**Set exercise 1**
In the brainwave headset discussion, whose device is said to have specifically engaged letters for word formation?
**Set exercise 2**
Rewrite the part of the brainwave headset discussion that begins at the words "A friend from" and stops after "for word formation).", substituting "pointer" for "mouse".
**Set exercise 3**
Please pick up the brainwave headset discussion after its final sentence and carry it on.

**Document**
▼▼▼

A friend from France writes:
This is real, this is live, this is commercially viable. Your new mouse reads your mind.
Tan Le: A headset that reads your brainwaves | Video on TED.com
(http://www.ted.com/talks/tan_le_a_headset_that_reads_your_brainwaves.html?awesm=on.ted.com_8T6S)
Scott:
Have you seen http://brainfingers.com ? There are a few of these devices around :) (Andrew Junker's Brainfingers specifically engaged letters for word formation).
But Tan Le's 'A headset that reads your brainwaves' is one of the most sophisticated I've seen ... Merci
BH:
Hers has two aspects that make a big difference: it easily can be set up to have as many controls as what most people use with their mouse (two dimensions, one alternative state), and it has a similar set-up (no abrasion, gel; only one atte...mpt for the software to learn—not more than what you'd do to test a known device). Adoption and use can follow affordances left by the trackpad, and surf on marginal improvement (take less space than a mouse, add one control dimension) while spreading through the most spectacular it-thing factor I've seen in a long time.

▲▲▲

**Entries provided**
▼▼▼

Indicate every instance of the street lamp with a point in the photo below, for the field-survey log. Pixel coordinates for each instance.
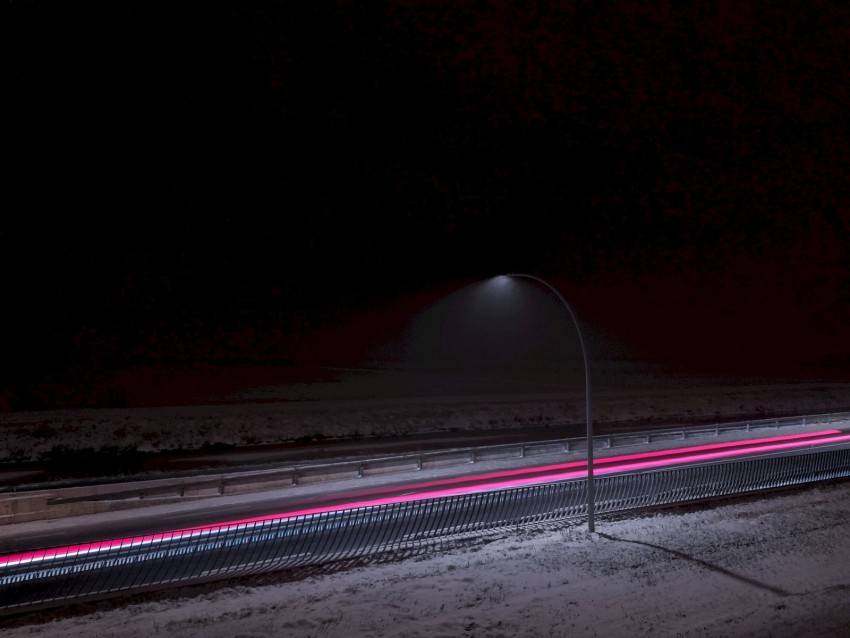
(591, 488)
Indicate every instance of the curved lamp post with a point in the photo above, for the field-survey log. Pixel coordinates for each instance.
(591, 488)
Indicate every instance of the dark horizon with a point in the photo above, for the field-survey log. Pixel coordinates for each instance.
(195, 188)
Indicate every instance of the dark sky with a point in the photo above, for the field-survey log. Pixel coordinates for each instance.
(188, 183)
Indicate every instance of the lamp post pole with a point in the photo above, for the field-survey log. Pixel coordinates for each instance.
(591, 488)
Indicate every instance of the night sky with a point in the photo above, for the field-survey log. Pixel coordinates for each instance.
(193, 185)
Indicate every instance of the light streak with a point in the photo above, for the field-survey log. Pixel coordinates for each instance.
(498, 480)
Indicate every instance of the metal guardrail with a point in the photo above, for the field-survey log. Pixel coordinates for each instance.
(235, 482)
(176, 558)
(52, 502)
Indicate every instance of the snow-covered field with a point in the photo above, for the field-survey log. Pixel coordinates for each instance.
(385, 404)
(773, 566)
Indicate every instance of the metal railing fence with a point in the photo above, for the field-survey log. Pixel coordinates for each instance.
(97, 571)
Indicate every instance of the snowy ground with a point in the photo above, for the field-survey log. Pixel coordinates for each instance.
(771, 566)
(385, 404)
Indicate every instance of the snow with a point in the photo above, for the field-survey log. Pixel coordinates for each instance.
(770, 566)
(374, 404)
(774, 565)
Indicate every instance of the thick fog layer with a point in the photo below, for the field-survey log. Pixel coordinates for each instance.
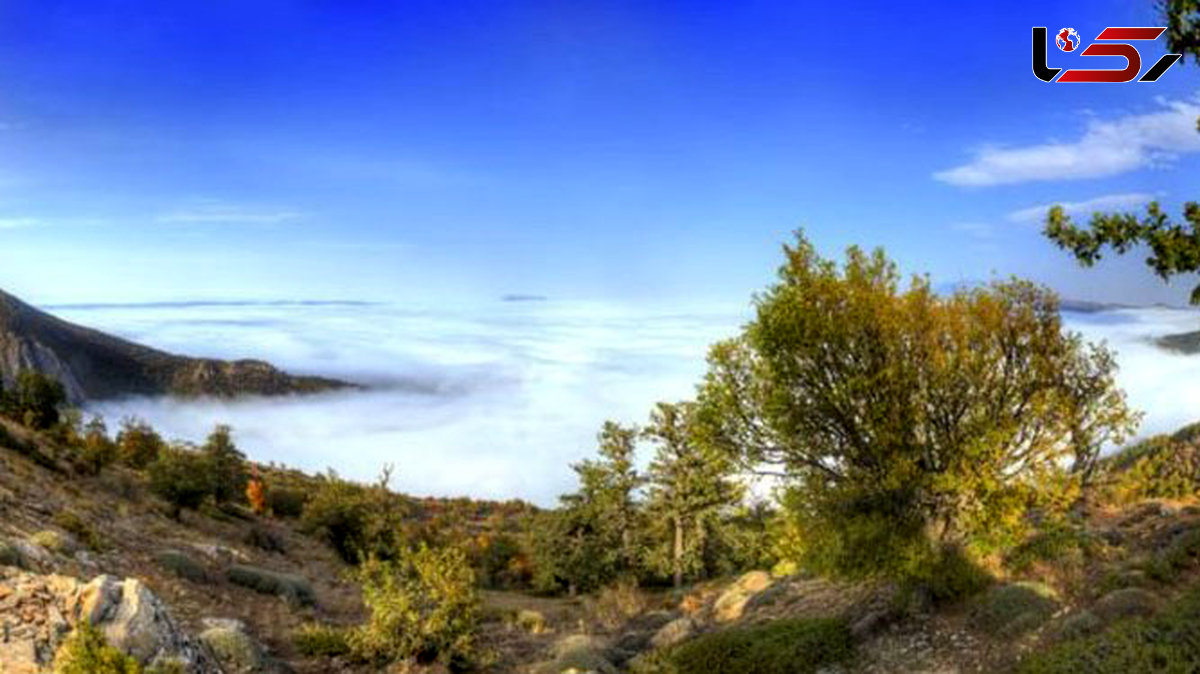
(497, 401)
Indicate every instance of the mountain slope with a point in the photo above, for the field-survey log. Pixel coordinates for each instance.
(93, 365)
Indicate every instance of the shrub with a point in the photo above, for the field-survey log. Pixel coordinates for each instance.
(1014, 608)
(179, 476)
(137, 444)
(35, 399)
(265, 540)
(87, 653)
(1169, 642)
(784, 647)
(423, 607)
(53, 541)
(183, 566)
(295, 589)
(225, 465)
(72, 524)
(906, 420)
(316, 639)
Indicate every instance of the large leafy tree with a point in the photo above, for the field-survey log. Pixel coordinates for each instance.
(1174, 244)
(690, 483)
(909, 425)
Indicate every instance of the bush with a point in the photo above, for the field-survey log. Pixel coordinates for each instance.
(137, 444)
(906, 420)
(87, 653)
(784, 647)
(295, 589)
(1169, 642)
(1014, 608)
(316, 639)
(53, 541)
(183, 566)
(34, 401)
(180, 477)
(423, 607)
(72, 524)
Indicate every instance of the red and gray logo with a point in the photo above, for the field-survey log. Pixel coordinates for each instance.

▲▲▲

**Task answer 1**
Andrew Junker's Brainfingers.

**Task answer 2**
A friend from France writes:
This is real, this is live, this is commercially viable. Your new pointer reads your mind.
Tan Le: A headset that reads your brainwaves | Video on TED.com
(http://www.ted.com/talks/tan_le_a_headset_that_reads_your_brainwaves.html?awesm=on.ted.com_8T6S)
Scott:
Have you seen http://brainfingers.com ? There are a few of these devices around :) (Andrew Junker's Brainfingers specifically engaged letters for word formation).

**Task answer 3**
Scott:
Who's working on such headsets and virtual worlds (as in SL) or entheogen or operatic experiences, for example, that you know of?
*
There are so many implications for culture, as well as questions for sociocultural anthropology with devices like these.
Let's explore this here:
http://worlduniversity.wikia.com/wiki/Anthropology
(http://scott-macleod.blogspot.com/2010/07/old-olivetan-le-headset-that-reads-your.html - July 24, 2010)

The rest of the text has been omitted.